Copy the entries from the start through the line containing "[[[76,196],[74,201],[79,203],[255,203],[254,197],[114,197]]]", inclusive, putting "iron" in place of "steel" and changing nothing else. Give only those lines.

**Boundary annotation entries:**

"""

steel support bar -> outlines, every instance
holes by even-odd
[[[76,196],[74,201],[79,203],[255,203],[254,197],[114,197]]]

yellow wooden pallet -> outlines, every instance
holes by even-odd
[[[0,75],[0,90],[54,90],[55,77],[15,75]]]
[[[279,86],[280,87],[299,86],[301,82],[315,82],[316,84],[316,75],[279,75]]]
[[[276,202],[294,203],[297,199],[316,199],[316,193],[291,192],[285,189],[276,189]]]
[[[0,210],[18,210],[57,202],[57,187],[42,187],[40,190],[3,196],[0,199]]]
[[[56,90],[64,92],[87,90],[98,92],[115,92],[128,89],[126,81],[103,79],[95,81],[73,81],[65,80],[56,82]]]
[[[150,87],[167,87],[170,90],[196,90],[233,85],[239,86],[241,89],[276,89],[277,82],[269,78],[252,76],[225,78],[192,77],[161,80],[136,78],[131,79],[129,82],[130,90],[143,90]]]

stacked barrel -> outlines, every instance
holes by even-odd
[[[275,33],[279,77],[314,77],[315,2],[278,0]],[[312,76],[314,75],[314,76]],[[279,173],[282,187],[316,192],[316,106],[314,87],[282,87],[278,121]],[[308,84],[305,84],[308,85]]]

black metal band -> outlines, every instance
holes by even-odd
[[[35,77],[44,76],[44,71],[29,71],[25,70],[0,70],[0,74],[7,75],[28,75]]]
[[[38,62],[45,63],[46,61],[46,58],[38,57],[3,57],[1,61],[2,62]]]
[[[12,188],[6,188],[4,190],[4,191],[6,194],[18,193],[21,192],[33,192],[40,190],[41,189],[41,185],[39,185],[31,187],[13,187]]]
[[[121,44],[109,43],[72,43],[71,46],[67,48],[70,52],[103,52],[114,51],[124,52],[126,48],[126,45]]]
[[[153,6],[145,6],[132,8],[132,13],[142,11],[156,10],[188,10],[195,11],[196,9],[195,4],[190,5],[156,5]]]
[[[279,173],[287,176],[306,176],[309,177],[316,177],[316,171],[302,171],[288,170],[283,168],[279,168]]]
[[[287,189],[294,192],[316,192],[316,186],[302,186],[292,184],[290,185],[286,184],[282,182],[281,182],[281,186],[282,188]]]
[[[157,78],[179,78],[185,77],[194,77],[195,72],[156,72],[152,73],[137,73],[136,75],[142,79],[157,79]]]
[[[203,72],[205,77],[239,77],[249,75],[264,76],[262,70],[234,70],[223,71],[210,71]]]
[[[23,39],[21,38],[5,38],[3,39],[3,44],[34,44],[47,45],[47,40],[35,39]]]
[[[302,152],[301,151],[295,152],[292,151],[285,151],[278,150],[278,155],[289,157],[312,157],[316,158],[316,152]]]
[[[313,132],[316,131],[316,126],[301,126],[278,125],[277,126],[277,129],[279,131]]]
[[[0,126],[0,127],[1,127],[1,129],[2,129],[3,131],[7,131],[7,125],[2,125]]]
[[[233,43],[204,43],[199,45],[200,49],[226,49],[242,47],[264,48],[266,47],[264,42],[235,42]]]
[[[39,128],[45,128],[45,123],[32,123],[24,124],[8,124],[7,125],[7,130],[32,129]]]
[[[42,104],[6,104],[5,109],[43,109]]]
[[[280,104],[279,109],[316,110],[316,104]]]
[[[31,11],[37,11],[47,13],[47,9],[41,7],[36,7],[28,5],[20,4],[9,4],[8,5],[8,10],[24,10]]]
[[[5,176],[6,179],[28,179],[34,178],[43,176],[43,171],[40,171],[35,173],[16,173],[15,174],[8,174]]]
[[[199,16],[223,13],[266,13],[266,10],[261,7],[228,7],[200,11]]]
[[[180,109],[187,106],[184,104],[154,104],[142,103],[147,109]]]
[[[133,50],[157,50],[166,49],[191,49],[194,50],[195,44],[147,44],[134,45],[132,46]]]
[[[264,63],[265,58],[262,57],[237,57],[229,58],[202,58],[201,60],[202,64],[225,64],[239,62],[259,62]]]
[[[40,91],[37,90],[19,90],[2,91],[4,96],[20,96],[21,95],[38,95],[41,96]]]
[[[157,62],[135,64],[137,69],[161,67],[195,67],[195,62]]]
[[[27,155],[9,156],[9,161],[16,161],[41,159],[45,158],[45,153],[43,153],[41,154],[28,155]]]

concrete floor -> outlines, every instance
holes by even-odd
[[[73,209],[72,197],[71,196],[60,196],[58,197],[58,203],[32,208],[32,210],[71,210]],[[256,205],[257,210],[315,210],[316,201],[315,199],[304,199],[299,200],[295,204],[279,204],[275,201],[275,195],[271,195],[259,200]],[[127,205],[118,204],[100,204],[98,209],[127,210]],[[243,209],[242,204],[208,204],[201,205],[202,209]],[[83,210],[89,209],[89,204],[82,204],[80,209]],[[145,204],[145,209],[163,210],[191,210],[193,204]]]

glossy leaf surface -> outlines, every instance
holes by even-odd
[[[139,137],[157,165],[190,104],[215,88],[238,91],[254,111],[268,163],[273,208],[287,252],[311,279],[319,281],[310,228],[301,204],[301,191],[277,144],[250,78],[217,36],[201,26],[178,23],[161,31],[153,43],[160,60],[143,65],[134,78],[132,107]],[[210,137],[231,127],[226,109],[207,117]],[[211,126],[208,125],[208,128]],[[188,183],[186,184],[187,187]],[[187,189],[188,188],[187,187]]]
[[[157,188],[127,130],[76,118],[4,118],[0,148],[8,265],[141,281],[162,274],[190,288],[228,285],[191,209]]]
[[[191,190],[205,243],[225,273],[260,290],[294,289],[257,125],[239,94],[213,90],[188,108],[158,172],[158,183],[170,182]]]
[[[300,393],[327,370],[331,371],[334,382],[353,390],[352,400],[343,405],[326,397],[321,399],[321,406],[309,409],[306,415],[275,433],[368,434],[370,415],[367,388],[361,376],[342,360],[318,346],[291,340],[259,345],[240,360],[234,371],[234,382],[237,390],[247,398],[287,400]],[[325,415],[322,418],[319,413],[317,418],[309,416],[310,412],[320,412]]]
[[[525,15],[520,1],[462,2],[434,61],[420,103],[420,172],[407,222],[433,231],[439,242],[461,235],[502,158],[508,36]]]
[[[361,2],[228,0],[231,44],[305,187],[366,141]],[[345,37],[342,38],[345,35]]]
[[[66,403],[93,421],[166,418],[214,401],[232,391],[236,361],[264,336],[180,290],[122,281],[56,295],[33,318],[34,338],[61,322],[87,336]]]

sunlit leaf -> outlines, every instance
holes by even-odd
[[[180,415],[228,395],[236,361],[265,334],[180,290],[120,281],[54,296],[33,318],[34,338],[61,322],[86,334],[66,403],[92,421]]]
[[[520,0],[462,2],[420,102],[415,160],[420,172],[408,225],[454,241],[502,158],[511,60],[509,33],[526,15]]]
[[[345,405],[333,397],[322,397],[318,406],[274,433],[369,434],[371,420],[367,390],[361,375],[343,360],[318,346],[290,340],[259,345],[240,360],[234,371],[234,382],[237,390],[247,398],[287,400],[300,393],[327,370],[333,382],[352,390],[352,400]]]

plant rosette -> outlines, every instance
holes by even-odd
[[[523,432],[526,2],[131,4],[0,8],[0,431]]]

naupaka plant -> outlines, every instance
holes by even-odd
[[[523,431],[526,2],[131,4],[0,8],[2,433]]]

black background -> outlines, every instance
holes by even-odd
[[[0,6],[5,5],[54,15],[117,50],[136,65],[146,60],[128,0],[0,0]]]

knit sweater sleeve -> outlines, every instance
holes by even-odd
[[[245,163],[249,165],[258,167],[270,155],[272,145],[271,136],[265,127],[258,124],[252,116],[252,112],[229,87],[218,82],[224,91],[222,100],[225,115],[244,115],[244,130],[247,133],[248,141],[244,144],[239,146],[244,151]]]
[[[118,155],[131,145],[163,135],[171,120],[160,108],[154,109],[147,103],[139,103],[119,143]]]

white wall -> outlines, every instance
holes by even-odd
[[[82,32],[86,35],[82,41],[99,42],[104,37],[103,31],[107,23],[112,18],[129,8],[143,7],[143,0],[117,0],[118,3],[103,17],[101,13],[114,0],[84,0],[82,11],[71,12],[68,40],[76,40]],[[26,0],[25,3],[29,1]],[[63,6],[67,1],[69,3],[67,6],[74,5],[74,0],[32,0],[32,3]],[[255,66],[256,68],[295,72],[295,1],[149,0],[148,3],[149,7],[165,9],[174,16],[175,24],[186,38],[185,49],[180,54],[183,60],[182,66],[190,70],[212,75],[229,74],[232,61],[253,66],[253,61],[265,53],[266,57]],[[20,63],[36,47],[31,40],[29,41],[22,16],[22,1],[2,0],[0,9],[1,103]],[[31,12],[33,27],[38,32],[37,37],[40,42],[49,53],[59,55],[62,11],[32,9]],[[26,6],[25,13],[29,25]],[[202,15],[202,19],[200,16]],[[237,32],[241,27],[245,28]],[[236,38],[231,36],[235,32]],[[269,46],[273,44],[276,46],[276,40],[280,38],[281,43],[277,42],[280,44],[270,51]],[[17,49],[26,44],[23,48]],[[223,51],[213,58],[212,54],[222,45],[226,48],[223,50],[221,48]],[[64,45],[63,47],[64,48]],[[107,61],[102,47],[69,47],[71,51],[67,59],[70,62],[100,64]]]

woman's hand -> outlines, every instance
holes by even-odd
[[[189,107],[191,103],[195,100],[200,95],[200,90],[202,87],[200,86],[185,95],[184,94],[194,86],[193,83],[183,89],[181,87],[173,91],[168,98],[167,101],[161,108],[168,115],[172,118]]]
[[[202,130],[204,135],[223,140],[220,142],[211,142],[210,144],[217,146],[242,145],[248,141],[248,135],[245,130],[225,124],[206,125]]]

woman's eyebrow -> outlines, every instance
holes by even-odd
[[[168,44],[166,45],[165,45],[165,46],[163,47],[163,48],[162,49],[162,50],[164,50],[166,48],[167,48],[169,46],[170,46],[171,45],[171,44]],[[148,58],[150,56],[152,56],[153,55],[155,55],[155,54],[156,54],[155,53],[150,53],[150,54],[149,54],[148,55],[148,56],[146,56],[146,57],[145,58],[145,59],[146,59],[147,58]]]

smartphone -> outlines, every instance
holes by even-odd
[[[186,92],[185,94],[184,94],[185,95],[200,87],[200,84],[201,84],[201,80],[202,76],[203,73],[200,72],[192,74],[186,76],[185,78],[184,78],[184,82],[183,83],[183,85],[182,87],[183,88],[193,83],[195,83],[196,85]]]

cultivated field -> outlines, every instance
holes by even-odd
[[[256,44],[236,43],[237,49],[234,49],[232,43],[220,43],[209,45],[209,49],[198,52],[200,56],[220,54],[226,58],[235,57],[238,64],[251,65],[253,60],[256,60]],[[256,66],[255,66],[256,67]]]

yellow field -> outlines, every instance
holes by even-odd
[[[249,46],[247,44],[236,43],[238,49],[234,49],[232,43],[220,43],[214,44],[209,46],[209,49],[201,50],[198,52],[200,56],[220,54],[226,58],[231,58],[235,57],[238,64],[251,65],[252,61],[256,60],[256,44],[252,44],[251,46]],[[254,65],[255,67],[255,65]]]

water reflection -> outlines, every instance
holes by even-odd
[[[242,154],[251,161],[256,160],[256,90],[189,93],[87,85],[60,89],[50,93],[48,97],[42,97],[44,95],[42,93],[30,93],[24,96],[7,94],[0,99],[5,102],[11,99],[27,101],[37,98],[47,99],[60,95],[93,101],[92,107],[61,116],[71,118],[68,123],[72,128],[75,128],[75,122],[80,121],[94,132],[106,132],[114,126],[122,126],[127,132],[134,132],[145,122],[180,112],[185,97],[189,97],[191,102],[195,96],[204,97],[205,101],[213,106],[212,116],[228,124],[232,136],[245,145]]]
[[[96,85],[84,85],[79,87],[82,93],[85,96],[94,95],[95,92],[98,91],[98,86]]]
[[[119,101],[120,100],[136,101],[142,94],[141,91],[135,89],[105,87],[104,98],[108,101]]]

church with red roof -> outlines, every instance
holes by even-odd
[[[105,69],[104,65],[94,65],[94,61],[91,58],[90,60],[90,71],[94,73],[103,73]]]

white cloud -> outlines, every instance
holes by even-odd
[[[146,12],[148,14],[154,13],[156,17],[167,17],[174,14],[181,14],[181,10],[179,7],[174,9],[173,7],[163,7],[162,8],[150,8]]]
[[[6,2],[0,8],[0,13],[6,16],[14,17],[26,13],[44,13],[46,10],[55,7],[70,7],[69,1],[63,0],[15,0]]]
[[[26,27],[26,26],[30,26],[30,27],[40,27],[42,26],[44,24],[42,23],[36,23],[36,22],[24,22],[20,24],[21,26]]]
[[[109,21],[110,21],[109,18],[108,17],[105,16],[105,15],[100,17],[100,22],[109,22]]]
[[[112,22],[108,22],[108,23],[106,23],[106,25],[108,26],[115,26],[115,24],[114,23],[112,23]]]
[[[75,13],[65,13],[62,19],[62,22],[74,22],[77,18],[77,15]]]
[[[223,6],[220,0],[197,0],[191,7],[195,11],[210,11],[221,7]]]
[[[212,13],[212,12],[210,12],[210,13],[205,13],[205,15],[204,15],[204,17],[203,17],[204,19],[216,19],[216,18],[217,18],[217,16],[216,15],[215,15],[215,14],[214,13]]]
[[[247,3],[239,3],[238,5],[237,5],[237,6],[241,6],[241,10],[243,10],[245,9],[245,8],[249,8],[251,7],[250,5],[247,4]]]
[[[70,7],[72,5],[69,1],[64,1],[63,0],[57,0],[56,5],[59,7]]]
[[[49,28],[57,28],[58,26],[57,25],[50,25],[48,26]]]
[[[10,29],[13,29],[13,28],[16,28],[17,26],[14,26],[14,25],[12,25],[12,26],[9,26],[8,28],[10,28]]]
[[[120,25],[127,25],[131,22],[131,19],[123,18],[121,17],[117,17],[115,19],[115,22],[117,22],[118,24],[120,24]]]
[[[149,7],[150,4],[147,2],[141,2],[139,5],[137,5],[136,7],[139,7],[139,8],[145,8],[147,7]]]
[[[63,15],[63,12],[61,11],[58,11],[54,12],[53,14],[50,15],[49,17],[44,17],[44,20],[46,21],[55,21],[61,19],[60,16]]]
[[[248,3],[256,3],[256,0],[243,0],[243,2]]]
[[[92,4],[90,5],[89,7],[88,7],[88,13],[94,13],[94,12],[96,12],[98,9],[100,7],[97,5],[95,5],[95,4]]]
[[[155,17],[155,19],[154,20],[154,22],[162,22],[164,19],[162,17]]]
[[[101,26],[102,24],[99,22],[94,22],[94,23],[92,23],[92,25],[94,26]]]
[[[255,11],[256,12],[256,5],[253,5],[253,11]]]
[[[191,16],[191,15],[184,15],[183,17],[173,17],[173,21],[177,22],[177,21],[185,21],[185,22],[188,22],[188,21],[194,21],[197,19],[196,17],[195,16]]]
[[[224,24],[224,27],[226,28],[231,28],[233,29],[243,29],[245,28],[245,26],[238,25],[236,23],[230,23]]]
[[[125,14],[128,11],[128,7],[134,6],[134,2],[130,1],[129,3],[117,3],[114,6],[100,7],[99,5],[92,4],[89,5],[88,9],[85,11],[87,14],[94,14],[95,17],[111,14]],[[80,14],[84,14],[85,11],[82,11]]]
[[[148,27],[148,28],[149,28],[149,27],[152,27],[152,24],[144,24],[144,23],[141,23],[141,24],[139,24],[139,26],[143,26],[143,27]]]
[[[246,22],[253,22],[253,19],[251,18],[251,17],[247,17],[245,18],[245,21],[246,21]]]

"""

**Expected output:**
iron support bar -> outlines, every instance
holes by even-odd
[[[76,196],[74,201],[79,203],[255,203],[254,197],[114,197]]]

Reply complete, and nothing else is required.